### Source extract:
----------------

Also, any other input on the lights themselves would be great. So far they sound like a good deal.

Thanks,
Patrick
 
Even if you could get it drilled with enough holes to support the airflow you couldn't rest a light fixture on it after that anyway. Not to mention the stress you would put on the glass each time you tried to take it off the tank, clean it, stand it up, etc.

That's just a disaster waiting to happen. And if it shatters and falls in the tank... clear glass shards in clear water + human hands and swimming fish = red water
 
I wouldnt bother drilling the the glass top it would accumulate too much salt creep there by cutting down on its effectiveness of the light . It really would not do much harm to the glass but it is just cheeper to use egg crate if you dont like the color of it paint it black problem solved :)
 
Even if you could get it drilled with enough holes to support the airflow you couldn't rest a light fixture on it after that anyway....

Unless it's a normal output fluorescent - which it isn't since we're talking Satellite CFs - you don't want to rest the fixture right on the glass anyway. The heat from even just the CF bulbs will eventually crack/break the glass. THEN, not only do you have glass in the tank, but your light fixture. At that point, the glass in the tank is the least of your issues.

Whatever your covering of choice, use legs on the fixture and support it off your tank frame.
 
'It really would not do much harm to the glass'

I would respectfully disagree. Every orifice introduced to a horizontal plane weakens the plane. That weakness is exacerbated as the length to width correlation is increased. Not to mention how the thickness of the plan and the tensile strength of the material contributes.

When drilling the verticle plan of an aquarium (which is must thicker than a glass canopy), it is the strength of the bulkhead that spans the opening and makes up for the loss of structure.

Again, do not drill multiple holes in a sheet of glass and expect it to perform as it did before. Or even close. Especially when the use of that glass is in the horizontal position and relatively thin. You will lose structural integrity, you will see cracks begin to appear spreading from the hole locations and you will eventually have a failure unless some other bridging of the structure is introduced
 
'It really would not do much harm to the glass'

I would respectfully disagree. Every orifice introduced to a horizontal plane weakens the plane. That weakness is exacerbated as the length to width correlation is increased. Not to mention how the thickness of the plan and the tensile strength of the material contributes.

----------------

### Given entries:
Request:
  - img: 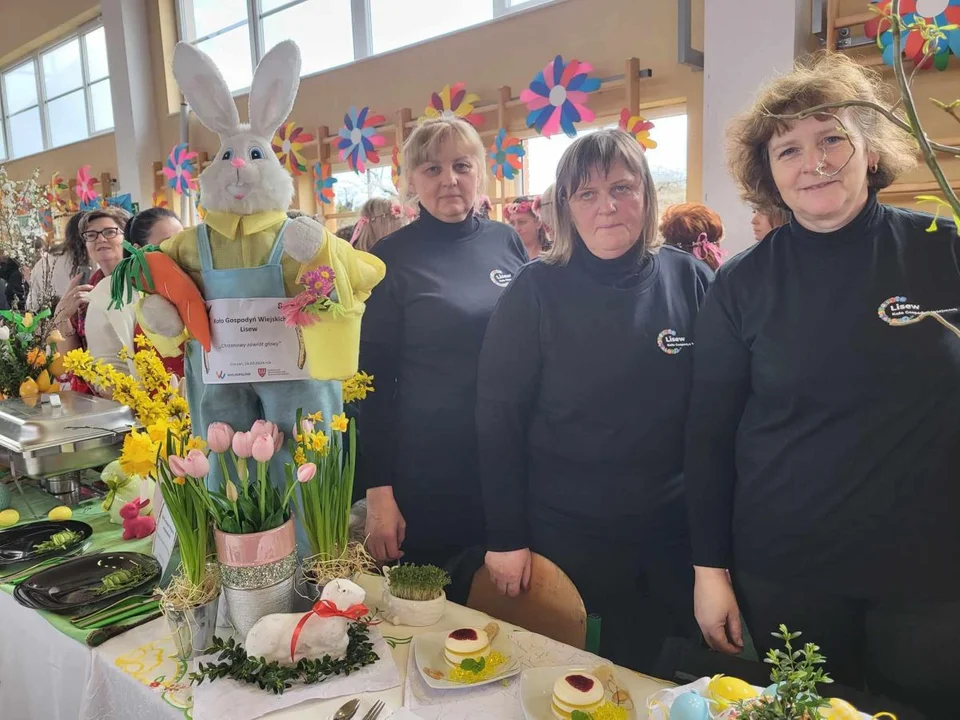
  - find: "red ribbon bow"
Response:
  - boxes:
[290,600,370,662]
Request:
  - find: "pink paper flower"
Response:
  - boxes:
[252,435,274,462]
[207,423,235,453]
[232,432,253,458]
[297,463,317,482]
[300,265,337,297]
[280,292,319,327]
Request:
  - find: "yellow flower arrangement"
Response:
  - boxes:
[343,372,373,405]
[330,413,350,432]
[120,430,160,477]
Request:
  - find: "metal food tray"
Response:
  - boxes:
[0,391,136,478]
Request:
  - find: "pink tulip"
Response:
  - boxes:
[253,435,274,462]
[167,455,187,477]
[183,450,210,479]
[250,420,280,440]
[232,432,253,458]
[207,423,235,453]
[297,463,317,482]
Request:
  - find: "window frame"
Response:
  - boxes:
[176,0,567,96]
[0,17,116,162]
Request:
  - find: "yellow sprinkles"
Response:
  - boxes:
[450,650,510,684]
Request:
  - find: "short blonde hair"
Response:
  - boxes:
[727,52,917,208]
[397,116,487,205]
[543,129,663,265]
[353,198,410,252]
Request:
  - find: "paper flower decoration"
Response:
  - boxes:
[620,108,657,150]
[421,83,483,127]
[271,122,313,175]
[163,143,197,195]
[487,128,526,180]
[77,165,100,204]
[313,163,337,205]
[520,55,600,137]
[390,145,401,189]
[337,107,387,173]
[864,0,960,70]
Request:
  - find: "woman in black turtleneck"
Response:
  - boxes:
[358,118,527,566]
[477,130,713,671]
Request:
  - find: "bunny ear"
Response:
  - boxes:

----------------

### To do:
**a.** Answer these about the aquarium glass-top discussion:
(i) What material does the reply about salt creep recommend instead of drilling, and what color does it suggest painting it?
(ii) What type of light fixture is being discussed?
(iii) When the vertical side of an aquarium is drilled, what makes up for the loss of structure?
**b.** Write the next part of the aquarium glass-top discussion, picking up right after its final sentence.

### Set of answers:
**a.**
(i) Egg crate, painted black.
(ii) Satellite CFs.
(iii) The strength of the bulkhead that spans the opening.

**b.**
When drilling the verticle plan of an aquarium (which is must thicker than a glass canopy), it is the strength of the bulkhead that spans the opening and makes up for the loss of structure.

Again, do not drill multiple holes in a sheet of glass and expect it to perform as it did before. Or even close. Especially when the use of that glass is in the horizontal position and relatively thin. You will lose structural integrity, you will see cracks begin to appear spreading from the hole locations and you will eventually have a failure unless some other bridging of the structure is introduced
WOW I never knew that thank you :) I was always under the impression that as long as you dont put alot into it hole wise it would be fine , Either way Like kurt said use the legs it also helps to get air circulation around the light :)
 
Either way Like kurt said use the legs it also helps to get air circulation around the light

Yes, I am definitely going to order the legs with the light. Sounds like I'll avoid the glass canopy for now. My only concern with using the egg crate or no top is the water tends to evaporate a lot faster. Well that, and I'm sure our cat would love no top.